Challenge – Count the rows below that contain the string "floor", matching case exactly. Reply with that number only.
** start Data listing **
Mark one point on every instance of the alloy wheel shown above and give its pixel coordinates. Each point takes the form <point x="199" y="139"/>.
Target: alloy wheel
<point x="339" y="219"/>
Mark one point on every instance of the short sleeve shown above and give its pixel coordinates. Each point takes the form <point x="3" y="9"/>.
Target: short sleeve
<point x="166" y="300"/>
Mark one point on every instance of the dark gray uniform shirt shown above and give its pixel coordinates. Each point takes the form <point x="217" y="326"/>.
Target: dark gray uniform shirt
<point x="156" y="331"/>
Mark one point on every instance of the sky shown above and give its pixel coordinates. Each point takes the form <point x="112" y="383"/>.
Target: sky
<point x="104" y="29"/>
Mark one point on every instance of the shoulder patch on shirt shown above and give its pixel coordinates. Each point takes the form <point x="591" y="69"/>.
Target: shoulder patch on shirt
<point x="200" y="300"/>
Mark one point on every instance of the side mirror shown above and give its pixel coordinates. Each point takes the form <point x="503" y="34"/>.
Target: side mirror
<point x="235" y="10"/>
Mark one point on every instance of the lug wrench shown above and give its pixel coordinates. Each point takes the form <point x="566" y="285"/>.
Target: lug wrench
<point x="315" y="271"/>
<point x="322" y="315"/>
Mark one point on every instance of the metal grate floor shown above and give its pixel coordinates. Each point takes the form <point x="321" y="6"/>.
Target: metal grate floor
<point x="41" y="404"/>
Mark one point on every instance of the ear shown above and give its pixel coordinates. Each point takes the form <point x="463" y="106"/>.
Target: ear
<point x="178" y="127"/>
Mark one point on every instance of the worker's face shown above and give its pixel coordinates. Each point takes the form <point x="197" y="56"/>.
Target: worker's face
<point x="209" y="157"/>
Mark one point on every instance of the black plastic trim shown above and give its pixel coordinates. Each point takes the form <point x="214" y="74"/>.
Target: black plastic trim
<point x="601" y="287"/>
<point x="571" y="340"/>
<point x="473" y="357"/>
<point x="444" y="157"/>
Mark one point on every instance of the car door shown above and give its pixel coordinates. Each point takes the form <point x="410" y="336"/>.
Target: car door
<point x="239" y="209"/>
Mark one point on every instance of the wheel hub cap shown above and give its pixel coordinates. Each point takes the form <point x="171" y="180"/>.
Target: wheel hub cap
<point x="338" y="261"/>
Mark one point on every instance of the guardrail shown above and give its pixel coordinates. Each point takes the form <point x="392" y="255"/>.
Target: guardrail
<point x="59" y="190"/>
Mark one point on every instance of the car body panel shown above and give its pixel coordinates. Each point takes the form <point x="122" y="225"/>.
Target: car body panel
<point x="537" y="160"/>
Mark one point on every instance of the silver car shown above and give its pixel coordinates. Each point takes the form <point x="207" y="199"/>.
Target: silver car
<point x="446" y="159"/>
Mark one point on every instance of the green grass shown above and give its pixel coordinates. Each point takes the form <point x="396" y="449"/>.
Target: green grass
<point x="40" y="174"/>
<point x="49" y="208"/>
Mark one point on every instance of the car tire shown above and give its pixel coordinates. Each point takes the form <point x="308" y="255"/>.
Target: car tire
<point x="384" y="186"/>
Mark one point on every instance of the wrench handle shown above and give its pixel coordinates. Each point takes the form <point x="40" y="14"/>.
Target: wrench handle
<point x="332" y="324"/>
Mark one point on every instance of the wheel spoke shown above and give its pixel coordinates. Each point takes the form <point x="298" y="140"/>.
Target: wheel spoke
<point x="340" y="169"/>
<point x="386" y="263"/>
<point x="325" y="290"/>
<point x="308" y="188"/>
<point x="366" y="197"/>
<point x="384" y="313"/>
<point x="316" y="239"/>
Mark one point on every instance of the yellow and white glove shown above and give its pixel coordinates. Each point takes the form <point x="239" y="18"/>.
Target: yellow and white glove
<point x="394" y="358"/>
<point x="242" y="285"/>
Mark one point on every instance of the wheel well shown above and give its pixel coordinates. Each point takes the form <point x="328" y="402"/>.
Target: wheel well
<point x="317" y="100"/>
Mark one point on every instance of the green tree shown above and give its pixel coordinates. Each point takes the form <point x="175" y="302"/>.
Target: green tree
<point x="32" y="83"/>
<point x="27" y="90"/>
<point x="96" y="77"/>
** end Data listing **
** start Data listing **
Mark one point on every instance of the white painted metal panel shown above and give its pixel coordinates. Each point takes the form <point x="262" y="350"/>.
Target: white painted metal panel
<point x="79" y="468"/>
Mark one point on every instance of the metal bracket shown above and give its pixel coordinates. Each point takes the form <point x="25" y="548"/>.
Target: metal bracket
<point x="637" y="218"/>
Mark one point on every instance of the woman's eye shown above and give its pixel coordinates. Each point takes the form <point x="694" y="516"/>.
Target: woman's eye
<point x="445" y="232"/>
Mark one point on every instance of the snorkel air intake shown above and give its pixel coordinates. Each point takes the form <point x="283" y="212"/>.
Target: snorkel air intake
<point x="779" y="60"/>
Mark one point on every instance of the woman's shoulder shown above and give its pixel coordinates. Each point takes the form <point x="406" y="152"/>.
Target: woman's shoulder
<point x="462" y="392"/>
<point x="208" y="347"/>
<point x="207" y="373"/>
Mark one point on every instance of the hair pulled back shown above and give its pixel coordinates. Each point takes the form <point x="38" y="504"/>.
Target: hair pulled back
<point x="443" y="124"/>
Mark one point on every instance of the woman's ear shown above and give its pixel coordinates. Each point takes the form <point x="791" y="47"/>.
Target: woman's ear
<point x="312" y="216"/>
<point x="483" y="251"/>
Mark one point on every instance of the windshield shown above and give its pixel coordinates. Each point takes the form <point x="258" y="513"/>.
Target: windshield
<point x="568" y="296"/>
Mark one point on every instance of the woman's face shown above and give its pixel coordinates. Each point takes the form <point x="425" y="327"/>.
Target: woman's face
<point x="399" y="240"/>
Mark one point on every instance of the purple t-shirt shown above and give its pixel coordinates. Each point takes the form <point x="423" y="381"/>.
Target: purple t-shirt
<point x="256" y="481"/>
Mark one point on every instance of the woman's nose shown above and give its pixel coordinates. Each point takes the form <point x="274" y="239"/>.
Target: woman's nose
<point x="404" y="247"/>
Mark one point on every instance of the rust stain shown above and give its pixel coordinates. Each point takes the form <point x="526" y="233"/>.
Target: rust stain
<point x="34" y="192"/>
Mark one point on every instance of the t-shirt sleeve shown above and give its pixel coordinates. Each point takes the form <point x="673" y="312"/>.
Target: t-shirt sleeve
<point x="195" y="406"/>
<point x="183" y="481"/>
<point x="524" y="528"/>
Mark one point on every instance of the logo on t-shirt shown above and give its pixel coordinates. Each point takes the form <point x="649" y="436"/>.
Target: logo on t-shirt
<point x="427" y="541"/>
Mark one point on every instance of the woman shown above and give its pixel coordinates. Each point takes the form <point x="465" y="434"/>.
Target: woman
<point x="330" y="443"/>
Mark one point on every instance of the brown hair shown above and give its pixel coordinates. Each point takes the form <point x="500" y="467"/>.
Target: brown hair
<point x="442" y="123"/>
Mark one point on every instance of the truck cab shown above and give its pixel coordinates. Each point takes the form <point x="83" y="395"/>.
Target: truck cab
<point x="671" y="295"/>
** end Data listing **
** start Data listing **
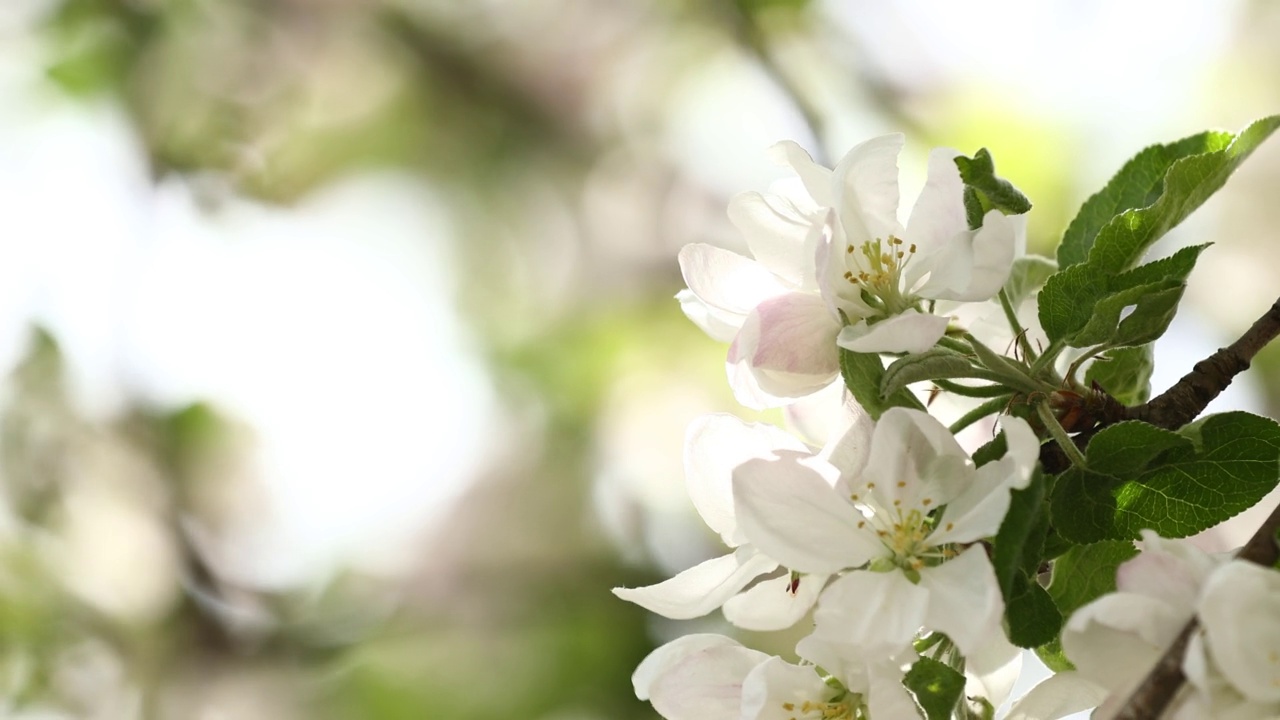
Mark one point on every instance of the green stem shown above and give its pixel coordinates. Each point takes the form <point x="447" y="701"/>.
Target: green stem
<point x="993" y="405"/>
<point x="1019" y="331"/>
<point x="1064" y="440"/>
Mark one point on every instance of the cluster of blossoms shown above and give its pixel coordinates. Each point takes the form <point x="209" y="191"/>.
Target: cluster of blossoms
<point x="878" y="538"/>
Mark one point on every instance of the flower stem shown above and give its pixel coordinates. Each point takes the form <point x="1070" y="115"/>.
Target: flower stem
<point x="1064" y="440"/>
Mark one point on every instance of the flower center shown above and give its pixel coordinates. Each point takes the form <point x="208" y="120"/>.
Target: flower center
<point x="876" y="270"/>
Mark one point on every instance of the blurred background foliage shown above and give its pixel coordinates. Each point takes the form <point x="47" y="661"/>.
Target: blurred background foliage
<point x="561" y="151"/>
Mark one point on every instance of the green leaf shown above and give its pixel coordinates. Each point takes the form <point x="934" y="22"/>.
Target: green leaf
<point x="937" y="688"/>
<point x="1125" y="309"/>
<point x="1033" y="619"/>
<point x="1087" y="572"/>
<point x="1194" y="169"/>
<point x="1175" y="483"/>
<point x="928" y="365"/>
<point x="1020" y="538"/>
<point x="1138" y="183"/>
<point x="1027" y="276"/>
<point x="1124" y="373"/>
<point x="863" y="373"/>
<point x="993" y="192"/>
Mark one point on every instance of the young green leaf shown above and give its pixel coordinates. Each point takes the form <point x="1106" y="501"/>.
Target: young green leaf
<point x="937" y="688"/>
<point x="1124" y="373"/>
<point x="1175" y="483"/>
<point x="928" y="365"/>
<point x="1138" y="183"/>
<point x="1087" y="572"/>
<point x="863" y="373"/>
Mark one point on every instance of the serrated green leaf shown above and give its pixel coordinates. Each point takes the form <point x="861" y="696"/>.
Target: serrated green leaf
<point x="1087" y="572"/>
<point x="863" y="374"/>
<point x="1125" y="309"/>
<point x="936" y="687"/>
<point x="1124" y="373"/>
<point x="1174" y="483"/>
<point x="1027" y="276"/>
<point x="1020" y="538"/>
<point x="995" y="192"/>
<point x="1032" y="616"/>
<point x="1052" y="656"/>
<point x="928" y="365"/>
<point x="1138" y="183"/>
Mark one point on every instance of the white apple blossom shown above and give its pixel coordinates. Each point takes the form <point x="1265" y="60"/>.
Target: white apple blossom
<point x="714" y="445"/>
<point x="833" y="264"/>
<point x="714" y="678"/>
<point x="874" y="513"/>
** end Data listing **
The result – 2